▶ Task brief
Below is an article on process spawning in MPI, followed by some data. List each item of publication information shown under the article's title, with its value.

▶ Text excerpt
--- START ---

MPI: The Spawn of MPI

Published on Sunday, 09 April 2006 15:00
Written by Jeff Squyres
Hits: 15950

There once was a man from Nantucket
Whose PVM code kicked the bucket
He ranted and raved
"Oh what can I save?"
Then he re-wrote his application MPI and used MPI_COMM_SPAWN and his life became fundamentally better.

The Story So Far

One of the big additions in MPI-2 is the concept of dynamic processes. However, early uses of it were rather mundane and, truth be told, unnecessary. Indeed, dynamic processes were added to MPI, at least in part, as a political necessity since one of the more important parallel run-time systems prior to MPI included the ability to spawn new processes at run-time. Let's take a trip back in history to examine one of MPI's predecessors, the Parallel Virtual Machine (PVM)... {mosgoogle right}

PVM

PVM was a project out of the Oak Ridge National Laboratory (ORNL) in the early 90's and was one of the first truly portable parallel run-time systems. PVM allowed scientists and engineers to develop parallel codes on their workstations and then run them on "big iron" production machines. PVM became enormously popular and enjoyed a large, fervent user base.

Although PVM had the capability to launch multiple processes simultaneously and bind them together into a job, most users tended to prefer a different model for launching their parallel applications. They would simply launch a single, serial process (e.g., ./a.out) and use PVM's spawning capabilities to launch the rest of the processes required for the parallel application. Indeed, this became the de facto method of launching parallel applications in PVM.

MPI's design was strongly influenced by PVM (among others). However, for a variety of technical reasons, the ability to spawn new processes was left out of the initial MPI specification (MPI-1). Although the MPI-1 standard does not specify how to start a parallel job, most implementations launch a set of processes together using an implementation-dependent mechanism, frequently a command named mpirun. This set of processes comprises the MPI_COMM_WORLD communicator. The size and composition of MPI_COMM_WORLD is fixed upon initiation: no processes can be added to or removed from MPI_COMM_WORLD.

--- END ---

[Extracted records]
--- START ---

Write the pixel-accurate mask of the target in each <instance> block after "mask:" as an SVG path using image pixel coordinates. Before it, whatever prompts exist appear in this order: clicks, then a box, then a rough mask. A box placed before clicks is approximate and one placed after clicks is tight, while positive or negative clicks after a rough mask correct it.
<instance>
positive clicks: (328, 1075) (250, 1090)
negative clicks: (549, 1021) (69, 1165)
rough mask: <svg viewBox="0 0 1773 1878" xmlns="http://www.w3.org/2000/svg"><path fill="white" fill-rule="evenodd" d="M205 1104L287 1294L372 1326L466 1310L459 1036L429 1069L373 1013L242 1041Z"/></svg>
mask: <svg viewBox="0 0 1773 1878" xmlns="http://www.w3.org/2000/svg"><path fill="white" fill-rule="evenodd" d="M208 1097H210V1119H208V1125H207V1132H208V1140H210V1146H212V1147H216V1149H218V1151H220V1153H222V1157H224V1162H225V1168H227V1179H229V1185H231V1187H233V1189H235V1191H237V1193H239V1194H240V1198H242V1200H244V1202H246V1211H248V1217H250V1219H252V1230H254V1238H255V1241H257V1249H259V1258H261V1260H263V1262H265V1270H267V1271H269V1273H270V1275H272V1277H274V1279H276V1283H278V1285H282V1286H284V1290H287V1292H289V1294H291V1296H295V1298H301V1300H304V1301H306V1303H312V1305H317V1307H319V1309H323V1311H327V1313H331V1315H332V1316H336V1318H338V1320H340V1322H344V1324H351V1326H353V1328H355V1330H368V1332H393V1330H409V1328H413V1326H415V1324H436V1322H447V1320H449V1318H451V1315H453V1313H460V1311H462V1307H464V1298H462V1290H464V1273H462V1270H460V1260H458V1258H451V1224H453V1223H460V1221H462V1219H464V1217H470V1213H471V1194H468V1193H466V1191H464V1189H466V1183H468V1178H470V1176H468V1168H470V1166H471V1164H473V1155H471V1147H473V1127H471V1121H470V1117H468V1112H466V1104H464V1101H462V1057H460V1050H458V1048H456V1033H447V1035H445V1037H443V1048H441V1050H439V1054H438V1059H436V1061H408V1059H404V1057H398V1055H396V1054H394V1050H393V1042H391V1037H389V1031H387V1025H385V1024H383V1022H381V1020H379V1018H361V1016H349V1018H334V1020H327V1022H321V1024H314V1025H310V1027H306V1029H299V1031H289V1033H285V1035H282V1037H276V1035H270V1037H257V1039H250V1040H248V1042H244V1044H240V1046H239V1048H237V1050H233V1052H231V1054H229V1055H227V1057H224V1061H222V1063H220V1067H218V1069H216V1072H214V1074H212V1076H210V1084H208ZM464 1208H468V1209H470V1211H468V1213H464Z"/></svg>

--- END ---

▶ Solution for this task
- Publication date: Sunday, 09 April 2006 15:00
- Author: Jeff Squyres
- Hits: 15950